Stated task:
Convert the material into a numbered list, beginning at the line containing "patch. Write the coordinates, one line per instance." and continuing through the last line of the material. Leave out any blank lines.

Exercise inputs:
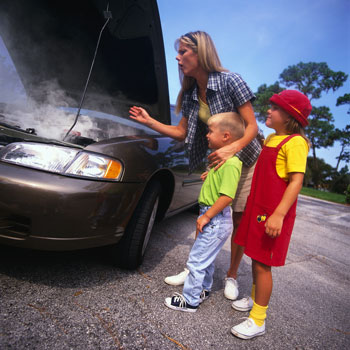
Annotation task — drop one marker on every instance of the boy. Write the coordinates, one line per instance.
(214, 223)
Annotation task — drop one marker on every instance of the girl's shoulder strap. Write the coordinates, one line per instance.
(286, 140)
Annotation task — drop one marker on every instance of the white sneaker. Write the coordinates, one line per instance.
(178, 279)
(248, 329)
(231, 288)
(244, 304)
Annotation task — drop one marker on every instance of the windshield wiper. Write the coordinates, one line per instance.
(107, 15)
(17, 127)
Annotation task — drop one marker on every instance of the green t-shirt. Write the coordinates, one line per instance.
(223, 181)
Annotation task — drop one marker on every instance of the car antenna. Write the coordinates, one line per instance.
(107, 15)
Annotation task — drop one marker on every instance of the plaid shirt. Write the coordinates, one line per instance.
(225, 92)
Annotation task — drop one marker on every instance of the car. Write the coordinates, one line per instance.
(75, 170)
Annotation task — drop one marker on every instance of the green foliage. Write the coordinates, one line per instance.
(312, 78)
(344, 100)
(341, 180)
(318, 172)
(343, 136)
(261, 103)
(347, 195)
(324, 195)
(320, 129)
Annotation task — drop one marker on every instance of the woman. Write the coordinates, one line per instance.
(207, 89)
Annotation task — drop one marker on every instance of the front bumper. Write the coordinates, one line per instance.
(41, 210)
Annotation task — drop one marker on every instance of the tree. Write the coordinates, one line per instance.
(343, 136)
(342, 100)
(323, 174)
(312, 78)
(261, 103)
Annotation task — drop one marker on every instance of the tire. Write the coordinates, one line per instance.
(131, 249)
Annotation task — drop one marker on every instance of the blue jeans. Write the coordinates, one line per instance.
(201, 261)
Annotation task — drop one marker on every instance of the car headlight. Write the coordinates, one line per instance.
(63, 160)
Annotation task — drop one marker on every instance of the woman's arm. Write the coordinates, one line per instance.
(275, 221)
(177, 132)
(220, 156)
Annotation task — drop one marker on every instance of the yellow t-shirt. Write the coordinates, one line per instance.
(204, 112)
(292, 156)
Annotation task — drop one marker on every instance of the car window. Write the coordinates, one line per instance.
(11, 87)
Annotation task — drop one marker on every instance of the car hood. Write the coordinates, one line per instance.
(46, 54)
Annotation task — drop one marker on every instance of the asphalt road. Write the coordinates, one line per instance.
(77, 300)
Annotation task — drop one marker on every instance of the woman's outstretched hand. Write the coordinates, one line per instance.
(140, 115)
(219, 157)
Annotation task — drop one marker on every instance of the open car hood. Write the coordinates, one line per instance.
(51, 44)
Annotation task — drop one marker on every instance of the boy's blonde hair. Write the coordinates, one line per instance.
(229, 121)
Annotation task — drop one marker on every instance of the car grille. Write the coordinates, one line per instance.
(14, 225)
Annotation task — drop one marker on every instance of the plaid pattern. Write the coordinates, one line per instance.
(225, 92)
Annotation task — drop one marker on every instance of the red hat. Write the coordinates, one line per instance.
(294, 103)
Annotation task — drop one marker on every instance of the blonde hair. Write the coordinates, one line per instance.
(294, 127)
(202, 44)
(231, 122)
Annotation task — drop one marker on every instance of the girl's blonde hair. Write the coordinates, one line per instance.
(202, 44)
(294, 127)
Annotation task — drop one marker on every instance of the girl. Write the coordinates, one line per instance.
(268, 219)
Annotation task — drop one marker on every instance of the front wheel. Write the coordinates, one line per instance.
(131, 249)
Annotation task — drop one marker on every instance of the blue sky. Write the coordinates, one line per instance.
(260, 38)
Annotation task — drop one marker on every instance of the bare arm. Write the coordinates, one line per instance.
(177, 132)
(220, 156)
(275, 221)
(221, 203)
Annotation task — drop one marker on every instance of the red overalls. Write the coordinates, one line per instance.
(265, 194)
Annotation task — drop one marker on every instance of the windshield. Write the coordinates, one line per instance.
(46, 52)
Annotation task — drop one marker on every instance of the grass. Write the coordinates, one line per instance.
(327, 196)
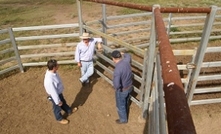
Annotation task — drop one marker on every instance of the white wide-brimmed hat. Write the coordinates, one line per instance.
(85, 36)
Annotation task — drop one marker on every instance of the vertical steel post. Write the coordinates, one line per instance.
(169, 23)
(18, 58)
(201, 52)
(150, 54)
(162, 116)
(104, 22)
(80, 21)
(179, 117)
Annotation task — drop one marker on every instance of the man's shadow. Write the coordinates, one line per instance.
(84, 93)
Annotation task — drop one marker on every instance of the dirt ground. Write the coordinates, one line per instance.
(24, 108)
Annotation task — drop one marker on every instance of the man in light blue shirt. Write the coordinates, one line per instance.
(54, 88)
(84, 56)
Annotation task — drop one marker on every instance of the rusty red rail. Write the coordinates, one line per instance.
(178, 112)
(149, 8)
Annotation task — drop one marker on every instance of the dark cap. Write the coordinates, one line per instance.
(116, 54)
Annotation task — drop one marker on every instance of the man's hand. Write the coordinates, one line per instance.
(79, 64)
(60, 103)
(99, 47)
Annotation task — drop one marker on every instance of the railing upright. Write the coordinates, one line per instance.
(201, 52)
(15, 47)
(80, 20)
(150, 54)
(104, 22)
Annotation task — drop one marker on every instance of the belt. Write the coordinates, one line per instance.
(126, 88)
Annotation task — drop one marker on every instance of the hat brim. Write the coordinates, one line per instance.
(82, 37)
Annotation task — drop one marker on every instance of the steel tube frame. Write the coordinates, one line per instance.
(178, 113)
(201, 52)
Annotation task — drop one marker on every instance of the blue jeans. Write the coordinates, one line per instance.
(87, 69)
(57, 109)
(122, 103)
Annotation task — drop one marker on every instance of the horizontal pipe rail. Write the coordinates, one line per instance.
(149, 8)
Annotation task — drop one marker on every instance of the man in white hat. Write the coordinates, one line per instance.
(84, 56)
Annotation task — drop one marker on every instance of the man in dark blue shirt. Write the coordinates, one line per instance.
(122, 81)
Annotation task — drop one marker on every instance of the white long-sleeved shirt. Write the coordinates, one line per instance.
(53, 85)
(84, 52)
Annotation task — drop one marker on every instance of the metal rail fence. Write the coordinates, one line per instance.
(33, 46)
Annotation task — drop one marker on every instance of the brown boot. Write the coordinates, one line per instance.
(63, 121)
(73, 110)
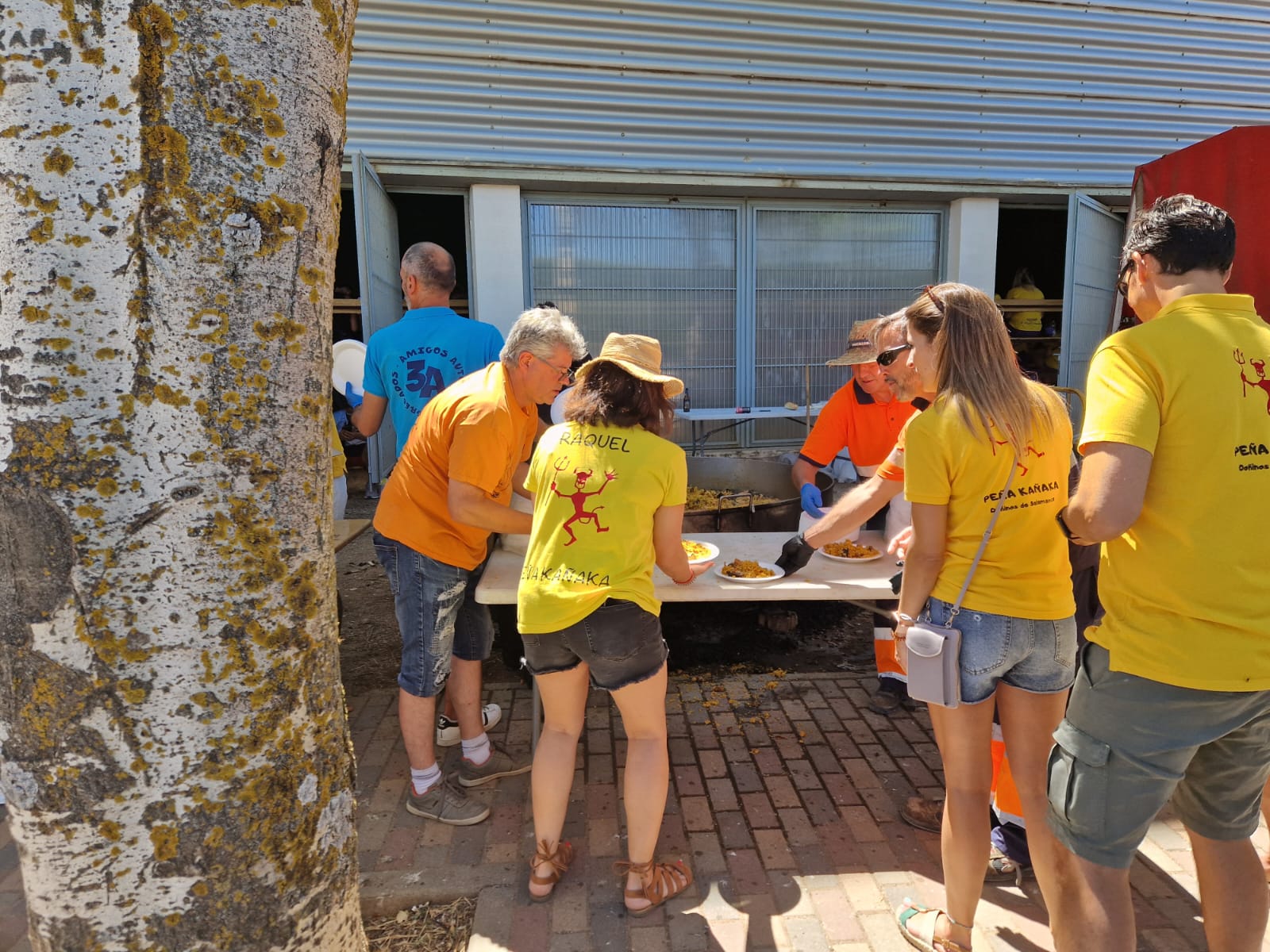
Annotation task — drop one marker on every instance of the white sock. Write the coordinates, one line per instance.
(478, 750)
(425, 780)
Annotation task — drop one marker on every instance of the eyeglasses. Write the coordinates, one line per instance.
(886, 359)
(563, 374)
(1123, 283)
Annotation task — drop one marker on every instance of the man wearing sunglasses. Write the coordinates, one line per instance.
(888, 348)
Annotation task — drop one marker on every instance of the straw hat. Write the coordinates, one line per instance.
(641, 357)
(860, 347)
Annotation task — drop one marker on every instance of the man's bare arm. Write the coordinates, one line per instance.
(471, 507)
(1111, 492)
(368, 416)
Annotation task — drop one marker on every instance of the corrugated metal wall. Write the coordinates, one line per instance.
(1013, 93)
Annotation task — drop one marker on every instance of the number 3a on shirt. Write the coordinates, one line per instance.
(423, 380)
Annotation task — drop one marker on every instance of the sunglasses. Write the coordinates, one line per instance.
(1123, 283)
(563, 374)
(886, 359)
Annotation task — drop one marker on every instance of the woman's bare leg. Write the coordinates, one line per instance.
(564, 711)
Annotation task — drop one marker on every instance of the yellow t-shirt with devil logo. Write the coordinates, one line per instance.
(596, 489)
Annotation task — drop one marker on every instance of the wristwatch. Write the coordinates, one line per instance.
(1064, 527)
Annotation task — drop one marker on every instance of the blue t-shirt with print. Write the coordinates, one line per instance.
(412, 361)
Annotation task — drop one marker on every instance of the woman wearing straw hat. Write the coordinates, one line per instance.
(609, 503)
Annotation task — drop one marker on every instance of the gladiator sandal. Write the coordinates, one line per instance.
(660, 882)
(556, 862)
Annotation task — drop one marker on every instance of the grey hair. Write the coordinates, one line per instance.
(432, 264)
(540, 332)
(886, 324)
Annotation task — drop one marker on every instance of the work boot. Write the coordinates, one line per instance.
(499, 765)
(446, 804)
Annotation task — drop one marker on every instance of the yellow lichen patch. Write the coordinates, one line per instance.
(61, 129)
(59, 162)
(42, 232)
(164, 841)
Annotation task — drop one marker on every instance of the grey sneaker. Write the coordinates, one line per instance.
(448, 730)
(499, 765)
(446, 804)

Right answer:
1. Annotation task — drop one marker on every instance of the yellow lichen patch. Write the coordinates, one line per instance.
2. (61, 129)
3. (59, 162)
4. (42, 232)
5. (164, 841)
6. Annotation task — drop one marker on every instance of the grey sneaker. Write the coordinates, one line per instance.
7. (448, 730)
8. (499, 765)
9. (446, 804)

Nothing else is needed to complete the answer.